Given data start

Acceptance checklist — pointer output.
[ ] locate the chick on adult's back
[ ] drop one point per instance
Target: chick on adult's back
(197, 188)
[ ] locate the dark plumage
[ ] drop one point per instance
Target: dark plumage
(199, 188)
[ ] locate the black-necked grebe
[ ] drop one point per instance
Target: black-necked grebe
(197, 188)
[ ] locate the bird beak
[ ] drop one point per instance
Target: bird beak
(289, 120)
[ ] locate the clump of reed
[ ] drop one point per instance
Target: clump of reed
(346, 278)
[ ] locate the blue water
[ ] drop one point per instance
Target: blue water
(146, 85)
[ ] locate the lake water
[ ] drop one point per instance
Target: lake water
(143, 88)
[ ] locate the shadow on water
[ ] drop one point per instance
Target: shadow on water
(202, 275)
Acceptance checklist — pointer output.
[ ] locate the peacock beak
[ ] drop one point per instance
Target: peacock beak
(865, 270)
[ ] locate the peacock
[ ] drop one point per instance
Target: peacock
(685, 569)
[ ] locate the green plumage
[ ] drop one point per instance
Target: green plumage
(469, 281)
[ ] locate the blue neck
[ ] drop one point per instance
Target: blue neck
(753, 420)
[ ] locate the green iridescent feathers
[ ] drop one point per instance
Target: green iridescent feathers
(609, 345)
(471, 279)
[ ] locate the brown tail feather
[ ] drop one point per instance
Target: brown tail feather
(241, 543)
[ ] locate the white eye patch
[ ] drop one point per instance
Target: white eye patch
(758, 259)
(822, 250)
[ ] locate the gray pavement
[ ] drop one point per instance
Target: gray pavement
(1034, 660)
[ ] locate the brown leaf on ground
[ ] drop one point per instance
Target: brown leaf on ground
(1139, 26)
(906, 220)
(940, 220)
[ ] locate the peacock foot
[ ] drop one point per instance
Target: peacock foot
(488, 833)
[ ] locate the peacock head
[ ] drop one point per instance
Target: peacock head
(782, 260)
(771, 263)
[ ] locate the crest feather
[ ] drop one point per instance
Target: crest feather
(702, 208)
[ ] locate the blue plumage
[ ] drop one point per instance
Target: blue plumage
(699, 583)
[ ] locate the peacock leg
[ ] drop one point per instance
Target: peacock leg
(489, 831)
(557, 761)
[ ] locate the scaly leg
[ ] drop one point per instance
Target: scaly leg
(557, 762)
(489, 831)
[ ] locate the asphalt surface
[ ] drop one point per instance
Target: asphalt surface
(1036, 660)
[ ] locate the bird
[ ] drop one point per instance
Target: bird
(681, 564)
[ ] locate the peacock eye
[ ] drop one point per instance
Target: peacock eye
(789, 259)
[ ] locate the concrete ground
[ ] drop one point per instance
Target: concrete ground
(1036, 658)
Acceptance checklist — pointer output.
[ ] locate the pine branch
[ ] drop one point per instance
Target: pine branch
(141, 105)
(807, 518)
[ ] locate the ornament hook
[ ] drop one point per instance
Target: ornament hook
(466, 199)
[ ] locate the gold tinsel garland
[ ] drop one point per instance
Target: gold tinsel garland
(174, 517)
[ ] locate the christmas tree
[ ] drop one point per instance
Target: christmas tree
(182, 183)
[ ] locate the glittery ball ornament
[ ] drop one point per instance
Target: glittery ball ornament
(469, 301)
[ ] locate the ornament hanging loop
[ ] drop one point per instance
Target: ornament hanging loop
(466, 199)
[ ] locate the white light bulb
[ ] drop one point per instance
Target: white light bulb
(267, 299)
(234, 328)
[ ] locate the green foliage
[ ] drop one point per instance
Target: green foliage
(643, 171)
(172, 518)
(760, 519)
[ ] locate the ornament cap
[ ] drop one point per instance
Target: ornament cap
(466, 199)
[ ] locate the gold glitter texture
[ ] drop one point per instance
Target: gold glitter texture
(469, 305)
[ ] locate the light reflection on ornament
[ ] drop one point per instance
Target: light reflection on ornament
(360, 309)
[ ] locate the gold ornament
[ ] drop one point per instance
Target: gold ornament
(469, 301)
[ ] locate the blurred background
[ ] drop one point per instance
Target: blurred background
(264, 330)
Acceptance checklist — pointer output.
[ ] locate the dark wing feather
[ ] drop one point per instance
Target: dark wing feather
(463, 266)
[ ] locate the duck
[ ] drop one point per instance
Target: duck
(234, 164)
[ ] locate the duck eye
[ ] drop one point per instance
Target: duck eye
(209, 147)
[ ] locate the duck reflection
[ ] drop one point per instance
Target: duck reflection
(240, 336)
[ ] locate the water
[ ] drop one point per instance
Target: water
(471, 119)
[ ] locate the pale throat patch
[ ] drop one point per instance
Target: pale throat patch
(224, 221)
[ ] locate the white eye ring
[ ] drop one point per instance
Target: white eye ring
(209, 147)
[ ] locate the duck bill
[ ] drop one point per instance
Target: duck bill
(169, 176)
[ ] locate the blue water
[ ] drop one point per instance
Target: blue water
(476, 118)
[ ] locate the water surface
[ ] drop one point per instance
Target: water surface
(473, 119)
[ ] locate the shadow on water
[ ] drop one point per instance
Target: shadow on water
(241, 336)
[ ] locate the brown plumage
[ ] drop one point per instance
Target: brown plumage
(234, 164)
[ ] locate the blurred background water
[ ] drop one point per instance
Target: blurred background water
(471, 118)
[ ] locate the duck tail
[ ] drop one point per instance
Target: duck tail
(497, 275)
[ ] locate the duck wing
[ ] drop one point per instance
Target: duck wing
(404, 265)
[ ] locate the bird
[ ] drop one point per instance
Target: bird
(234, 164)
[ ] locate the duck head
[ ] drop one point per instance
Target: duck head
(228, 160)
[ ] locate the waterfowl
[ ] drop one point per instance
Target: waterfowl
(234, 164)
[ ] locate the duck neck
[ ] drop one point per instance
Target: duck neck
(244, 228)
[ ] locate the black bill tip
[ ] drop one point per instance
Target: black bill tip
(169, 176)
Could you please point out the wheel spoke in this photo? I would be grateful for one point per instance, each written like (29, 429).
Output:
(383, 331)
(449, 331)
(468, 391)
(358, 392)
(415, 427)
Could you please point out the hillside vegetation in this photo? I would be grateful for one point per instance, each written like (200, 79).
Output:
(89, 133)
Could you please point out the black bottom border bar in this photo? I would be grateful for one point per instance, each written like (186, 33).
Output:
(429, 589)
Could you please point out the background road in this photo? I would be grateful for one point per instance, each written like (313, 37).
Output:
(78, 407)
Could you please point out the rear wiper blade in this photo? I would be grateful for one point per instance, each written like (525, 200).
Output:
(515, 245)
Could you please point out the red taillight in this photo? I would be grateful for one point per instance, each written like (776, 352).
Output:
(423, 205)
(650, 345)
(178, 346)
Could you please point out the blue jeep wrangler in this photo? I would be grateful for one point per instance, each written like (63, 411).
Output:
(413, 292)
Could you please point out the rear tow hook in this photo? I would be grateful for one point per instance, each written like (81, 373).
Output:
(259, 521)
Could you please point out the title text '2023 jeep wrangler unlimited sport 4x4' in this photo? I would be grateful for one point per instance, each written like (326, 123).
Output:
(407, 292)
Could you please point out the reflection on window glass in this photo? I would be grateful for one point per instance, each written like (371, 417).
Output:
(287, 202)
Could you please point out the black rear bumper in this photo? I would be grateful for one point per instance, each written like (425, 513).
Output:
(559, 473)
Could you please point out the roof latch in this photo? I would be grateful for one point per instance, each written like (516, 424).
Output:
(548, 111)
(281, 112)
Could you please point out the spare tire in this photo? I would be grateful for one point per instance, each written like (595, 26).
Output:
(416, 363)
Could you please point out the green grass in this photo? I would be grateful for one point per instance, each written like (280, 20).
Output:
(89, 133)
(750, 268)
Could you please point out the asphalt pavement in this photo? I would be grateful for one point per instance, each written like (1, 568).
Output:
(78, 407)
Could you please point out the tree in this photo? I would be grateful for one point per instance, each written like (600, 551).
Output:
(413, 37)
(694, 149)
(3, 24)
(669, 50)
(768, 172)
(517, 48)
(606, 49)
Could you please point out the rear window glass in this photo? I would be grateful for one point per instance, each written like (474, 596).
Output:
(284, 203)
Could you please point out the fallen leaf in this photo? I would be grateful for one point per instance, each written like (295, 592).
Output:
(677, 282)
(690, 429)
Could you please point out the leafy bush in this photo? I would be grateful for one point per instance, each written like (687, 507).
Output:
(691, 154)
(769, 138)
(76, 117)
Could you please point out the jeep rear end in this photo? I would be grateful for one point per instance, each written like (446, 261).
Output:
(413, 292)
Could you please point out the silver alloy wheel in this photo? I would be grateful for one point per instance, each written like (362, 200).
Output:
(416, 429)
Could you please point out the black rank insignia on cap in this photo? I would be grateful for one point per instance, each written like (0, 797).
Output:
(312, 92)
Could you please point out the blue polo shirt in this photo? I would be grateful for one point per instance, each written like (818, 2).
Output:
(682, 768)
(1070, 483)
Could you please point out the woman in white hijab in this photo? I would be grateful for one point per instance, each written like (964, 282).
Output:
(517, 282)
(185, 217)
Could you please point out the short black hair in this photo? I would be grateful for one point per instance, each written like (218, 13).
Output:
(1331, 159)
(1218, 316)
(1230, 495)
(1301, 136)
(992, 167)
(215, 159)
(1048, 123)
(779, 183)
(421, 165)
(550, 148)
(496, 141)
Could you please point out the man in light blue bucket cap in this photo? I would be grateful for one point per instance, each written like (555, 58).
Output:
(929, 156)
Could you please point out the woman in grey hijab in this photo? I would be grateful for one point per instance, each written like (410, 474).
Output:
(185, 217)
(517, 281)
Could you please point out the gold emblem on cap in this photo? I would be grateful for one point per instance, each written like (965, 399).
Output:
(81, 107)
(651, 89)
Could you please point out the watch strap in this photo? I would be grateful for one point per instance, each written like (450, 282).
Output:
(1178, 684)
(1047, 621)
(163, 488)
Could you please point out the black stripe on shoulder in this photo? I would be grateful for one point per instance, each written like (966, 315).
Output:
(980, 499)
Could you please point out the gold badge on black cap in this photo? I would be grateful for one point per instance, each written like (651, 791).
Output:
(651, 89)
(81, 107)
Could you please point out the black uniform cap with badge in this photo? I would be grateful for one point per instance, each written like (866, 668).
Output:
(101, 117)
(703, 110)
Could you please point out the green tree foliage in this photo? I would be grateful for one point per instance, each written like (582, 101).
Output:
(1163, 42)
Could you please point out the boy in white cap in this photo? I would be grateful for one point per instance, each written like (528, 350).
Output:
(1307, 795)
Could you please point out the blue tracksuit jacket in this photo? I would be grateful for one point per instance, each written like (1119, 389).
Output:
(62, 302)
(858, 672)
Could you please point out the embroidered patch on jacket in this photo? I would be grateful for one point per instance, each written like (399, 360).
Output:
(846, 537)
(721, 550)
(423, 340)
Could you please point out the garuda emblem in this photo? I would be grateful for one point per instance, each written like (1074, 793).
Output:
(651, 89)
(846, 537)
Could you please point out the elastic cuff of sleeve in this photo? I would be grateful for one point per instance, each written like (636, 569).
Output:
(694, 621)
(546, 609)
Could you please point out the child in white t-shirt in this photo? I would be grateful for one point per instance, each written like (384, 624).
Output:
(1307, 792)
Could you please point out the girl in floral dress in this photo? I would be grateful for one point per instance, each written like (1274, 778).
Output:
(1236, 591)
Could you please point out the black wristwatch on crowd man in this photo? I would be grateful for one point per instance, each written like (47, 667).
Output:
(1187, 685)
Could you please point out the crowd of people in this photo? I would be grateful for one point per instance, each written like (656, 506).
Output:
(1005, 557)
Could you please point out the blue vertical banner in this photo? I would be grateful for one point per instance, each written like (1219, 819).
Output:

Given data end

Work to be completed
Copy the stretch from the line containing "Could you please point out the girl" through the end of the records, swapping "wristwatch" for "watch" and keeping everything else the same.

Result below
Could you please point out the girl in floral dress in this photo? I would be grateful for one point per instance, each written like (1274, 778).
Output:
(1236, 591)
Could you please point out the black watch on crowd man in this photo? I would be grateful for one point per instance, each written like (47, 667).
Output:
(1187, 685)
Could you please point out the crowd of people in this photo? I would be grateful for one point per instance, each written like (656, 506).
Output:
(1005, 557)
Could you please point out the blue vertical banner in this photo? I would be grateful for one point per instance, each written like (1219, 819).
Output:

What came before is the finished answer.